▶ [Text under study]:
Isla produced by Bilophila wadsworthia is known to convert organosulfides including taurine and isethionate into acetaldehyde and sulfite. Sulfite is converted into hydrogen sulfide, which can degrade the mucous lining of the colon and cause pathological conditions including colorectal cancer, inflammatory bowel diseases, and colitis. Moreover, hydrogen sulfide has been known to induce antibiotic resistance suggesting that the production of this molecule could prompt blooms of opportunistic bacteria during antibiotic treatment. Conversely, hydrogen sulfide may also act as a signaling molecule within the homeostasis of a host's circulatory system such as regulating blood pressure control. Ultimately, although the role of hydrogen sulfide within disease may be unclear, efforts to find inhibitors for IslA may help mitigate the excess production of hydrogen sulfide.

=== Bacterial microcompartments ===
Within the same gene cluster that encodes IslA and IslB enzymes are several genes that encode shell proteins of bacterial microcompartments (BMCs). It has been found that the IslA and IslB enzymes are likely contained within BMCs which isolate the products of IslA (acetaldehyde and sulfite) from the cytosol and limits their harmful effects. Flavin molecules, which are also present in the BMCs, may be used to shuttle electrons to the IslB enzyme which is necessary to install the glycyl radical on the IslA enzyme upon activation.

== Industrial relevance ==
Anaerobic radical enzymes such as IslA have the potential to functionally modify a substrate without oxygen incorporation, requiring less expensive adaptation of downstream synthetic methodologies than from oxygen-rich biomass-derived feedstocks. The ability to catabolize amino acids to generate a broad range of branched and unbranched hydrocarbon chains could be useful in production of biofuels. In addition, radical catalysis enables a range of specialist reactions of industrial interest, including carbon-skeleton rearrangements, aminomutases, and eliminases.

▶ [How to complete this task]:
Answer from the text on IslA:
(a) What is sulfite converted into?
(b) What structures are the IslA and IslB enzymes likely contained within?
(c) In the production of what could the ability to catabolize amino acids into hydrocarbon chains be useful?
The lines that follow aren't needed for any of the work here.

▶ [Study material]:

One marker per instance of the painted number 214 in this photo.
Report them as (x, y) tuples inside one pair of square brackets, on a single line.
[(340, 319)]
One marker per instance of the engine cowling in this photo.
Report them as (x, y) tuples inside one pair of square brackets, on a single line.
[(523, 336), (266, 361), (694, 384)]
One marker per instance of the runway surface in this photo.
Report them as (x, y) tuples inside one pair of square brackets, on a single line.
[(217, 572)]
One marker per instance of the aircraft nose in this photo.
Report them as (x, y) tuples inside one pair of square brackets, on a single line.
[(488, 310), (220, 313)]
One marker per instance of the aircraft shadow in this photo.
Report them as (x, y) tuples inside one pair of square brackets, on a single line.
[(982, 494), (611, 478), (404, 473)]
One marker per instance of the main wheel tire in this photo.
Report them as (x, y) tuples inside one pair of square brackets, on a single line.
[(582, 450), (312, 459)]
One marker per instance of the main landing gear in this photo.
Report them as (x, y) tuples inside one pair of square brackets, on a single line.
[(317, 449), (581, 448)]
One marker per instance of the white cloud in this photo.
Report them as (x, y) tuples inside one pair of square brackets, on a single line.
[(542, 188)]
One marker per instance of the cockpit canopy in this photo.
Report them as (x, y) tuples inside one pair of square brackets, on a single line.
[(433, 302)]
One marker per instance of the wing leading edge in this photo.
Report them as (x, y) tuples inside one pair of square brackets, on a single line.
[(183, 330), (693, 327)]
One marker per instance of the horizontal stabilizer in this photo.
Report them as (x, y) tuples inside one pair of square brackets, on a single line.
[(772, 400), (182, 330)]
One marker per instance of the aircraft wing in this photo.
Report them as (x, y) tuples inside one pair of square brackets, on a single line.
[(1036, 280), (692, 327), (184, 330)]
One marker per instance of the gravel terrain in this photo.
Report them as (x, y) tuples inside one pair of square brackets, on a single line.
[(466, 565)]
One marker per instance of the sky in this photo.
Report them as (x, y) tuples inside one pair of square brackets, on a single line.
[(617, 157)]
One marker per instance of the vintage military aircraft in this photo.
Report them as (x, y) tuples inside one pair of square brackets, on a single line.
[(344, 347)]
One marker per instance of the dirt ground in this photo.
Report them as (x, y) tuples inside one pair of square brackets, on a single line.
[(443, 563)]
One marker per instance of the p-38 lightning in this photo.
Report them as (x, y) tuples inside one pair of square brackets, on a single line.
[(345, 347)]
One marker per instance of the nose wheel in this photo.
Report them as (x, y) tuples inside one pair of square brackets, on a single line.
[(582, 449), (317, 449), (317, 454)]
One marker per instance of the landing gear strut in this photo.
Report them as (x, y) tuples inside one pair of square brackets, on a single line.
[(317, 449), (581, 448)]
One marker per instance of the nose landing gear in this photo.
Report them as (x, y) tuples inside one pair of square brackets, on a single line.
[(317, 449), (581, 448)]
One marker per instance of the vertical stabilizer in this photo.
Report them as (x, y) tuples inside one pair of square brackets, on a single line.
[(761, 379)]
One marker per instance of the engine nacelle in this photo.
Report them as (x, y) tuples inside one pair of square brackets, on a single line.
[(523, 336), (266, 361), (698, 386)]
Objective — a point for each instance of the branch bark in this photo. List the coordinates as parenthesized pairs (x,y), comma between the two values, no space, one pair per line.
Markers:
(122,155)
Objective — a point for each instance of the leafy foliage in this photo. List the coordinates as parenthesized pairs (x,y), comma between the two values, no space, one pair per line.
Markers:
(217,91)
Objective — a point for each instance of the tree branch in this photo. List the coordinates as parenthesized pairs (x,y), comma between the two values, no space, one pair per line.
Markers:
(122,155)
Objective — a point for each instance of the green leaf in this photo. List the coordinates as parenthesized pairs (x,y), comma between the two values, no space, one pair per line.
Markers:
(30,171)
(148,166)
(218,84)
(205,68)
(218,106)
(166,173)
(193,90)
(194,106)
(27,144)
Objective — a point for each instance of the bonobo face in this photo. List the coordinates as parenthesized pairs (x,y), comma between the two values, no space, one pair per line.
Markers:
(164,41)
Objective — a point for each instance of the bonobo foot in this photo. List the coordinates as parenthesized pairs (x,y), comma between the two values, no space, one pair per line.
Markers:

▶ [Task output]:
(a) Hydrogen sulfide.
(b) Bacterial microcompartments (BMCs).
(c) Biofuels.